I am aware of how completely ridiculous this sounds so I will keep this short but my trip would have been much more difficult without my IPhone. It was my music, my company, my link to friends and family, my hotel booker, my bill payer, my tour guide, my travel agent, my entertainment, my traffic distraction, my lazy camera, and probably most importantly, my map! Greatest. Invention. Ever.
Portland Head Light in Portland, Maine
It’s Hard to be a Tourist and a Photographer At The Same Time
So here’s the deal, taking amazing travel photographs takes time, lots of time. Scouting locations, setting up shots, researching the best time of day, and my least favorite: carrying around my tripod! So, when time is short and you want to see everything there is to see, taking great pictures gets pushed to the back burner and taking snapshots steps in. Of the 33 days I would say that I shot seriously during 5 of them. The rest were filled with friends, family, laughing, eating, drinking, experiencing, seeing, doing and learning. You know what? I wouldn’t have it any other way.
Shanna, Mark and I on the steps of the Metropolitan Museum of Art in New York City
Hedonic Adaptation is True
About a year ago I was introduced to the idea of hedonic adaptation. It’s a theory that describes human being’s ability to quickly adapt to new situations. It’s designed as an evolutionary tool to help keep us happy during times of famine, cold, etc. However, it works the opposite way as well. In other words, when things are going great, we quickly adapt and now what once was great is the new baseline and it takes even more to feel great. I already believed this to be true but it was proven to me over and over on this trip. Within a day or two of being in a new city I had completely adapted. I knew the neighborhoods, found great food, hailed cabs, taught other tourists how to use the subways, and had adjusted to the various levels of beds, bathrooms, street noise, and heating systems (radiators are loud!). So, if you’re ever afraid to introduce change into your life don’t be! We are genetically designed to adapt.
Scott and I in front of the Lincoln Memorial in Washington DC
Humid Cold is Much Much Worse Than Dry Cold
My mother has been telling me this for years and I never believed her. I mean, Salt Lake feels really cold in the winter so it can’t be that much worse right? Wrong. I now know what the term “bone chilling” cold means and I will never take the wonderful dry climate of Salt Lake for granted again.
David and I in front of the water fountain at the University of North Carolina Campus. The superstition is that if you drink from it you will get good grades that semester.
The Human Connection is the Same Everywhere
The more I travel the more I realize that even though each person’s way of life varies from country to country, state to state and even neighbor to neighbor, there are a few themes that I see over and over. Young couples are struggling to make relationships work just like older couples. Women in Mexico are taking care of their aging parents just like women in Rhode Island. Well off parents in big cities are trying to raise their kids with the best opportunities possible just like parents in poor rural areas. A widow in one state is as lonely as a single thirty something in another. The bonding ritual of sitting down to a meal together is the same all over. And everyone everywhere is thinking about money. It seems that besides our basic needs, we all seek love and companionship. For good or bad, our lives seemed to be defined by the people in them. We just want to know that someone else sees us, really sees us. I suppose for me, that is the human connection.

::::::::

TASKS AND EXERCISES:
a. List every person the travel text's photo captions name as pictured with the writer.
b. Edit the part of the travel text that opens with the words containing "Portland Head Light" and closes with "any other way.", replacing "tripod" with "camera bag".

::::::::

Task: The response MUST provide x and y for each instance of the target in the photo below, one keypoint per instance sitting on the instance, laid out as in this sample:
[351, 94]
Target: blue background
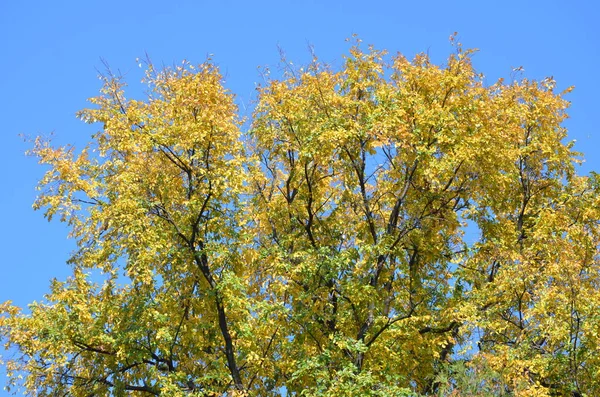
[50, 55]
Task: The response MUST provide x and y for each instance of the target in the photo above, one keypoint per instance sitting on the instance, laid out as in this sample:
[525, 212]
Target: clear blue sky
[50, 51]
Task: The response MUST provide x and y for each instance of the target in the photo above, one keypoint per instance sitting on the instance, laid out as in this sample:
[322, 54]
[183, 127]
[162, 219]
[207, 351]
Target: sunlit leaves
[391, 228]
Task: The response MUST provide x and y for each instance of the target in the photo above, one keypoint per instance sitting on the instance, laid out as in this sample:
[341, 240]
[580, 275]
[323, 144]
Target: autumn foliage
[392, 228]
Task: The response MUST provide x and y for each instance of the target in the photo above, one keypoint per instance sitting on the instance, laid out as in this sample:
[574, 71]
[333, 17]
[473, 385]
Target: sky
[51, 53]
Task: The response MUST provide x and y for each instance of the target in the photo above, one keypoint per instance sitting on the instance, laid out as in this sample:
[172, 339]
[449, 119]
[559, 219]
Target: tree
[326, 251]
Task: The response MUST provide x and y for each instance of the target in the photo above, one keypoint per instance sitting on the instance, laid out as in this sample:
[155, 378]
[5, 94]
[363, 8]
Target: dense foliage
[394, 228]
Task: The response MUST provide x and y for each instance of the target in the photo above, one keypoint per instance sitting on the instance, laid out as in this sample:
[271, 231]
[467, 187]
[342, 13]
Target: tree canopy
[391, 228]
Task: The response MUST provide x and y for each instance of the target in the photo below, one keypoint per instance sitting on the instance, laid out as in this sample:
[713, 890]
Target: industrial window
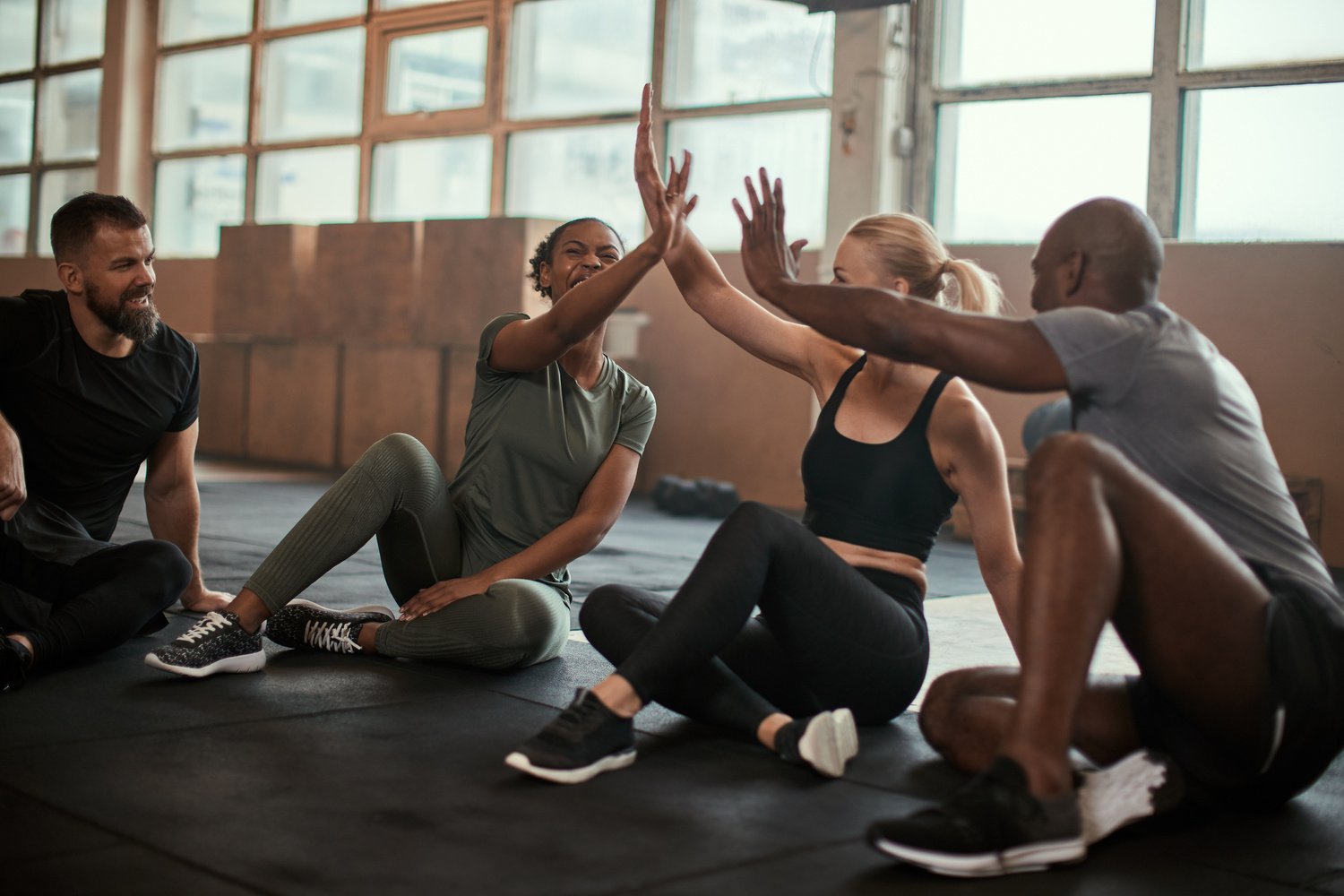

::::::::

RESPONSES TO THE EXERCISE:
a.
Shanna
Mark
Scott
David

b.
Portland Head Light in Portland, Maine
It’s Hard to be a Tourist and a Photographer At The Same Time
So here’s the deal, taking amazing travel photographs takes time, lots of time. Scouting locations, setting up shots, researching the best time of day, and my least favorite: carrying around my camera bag! So, when time is short and you want to see everything there is to see, taking great pictures gets pushed to the back burner and taking snapshots steps in. Of the 33 days I would say that I shot seriously during 5 of them. The rest were filled with friends, family, laughing, eating, drinking, experiencing, seeing, doing and learning. You know what? I wouldn’t have it any other way.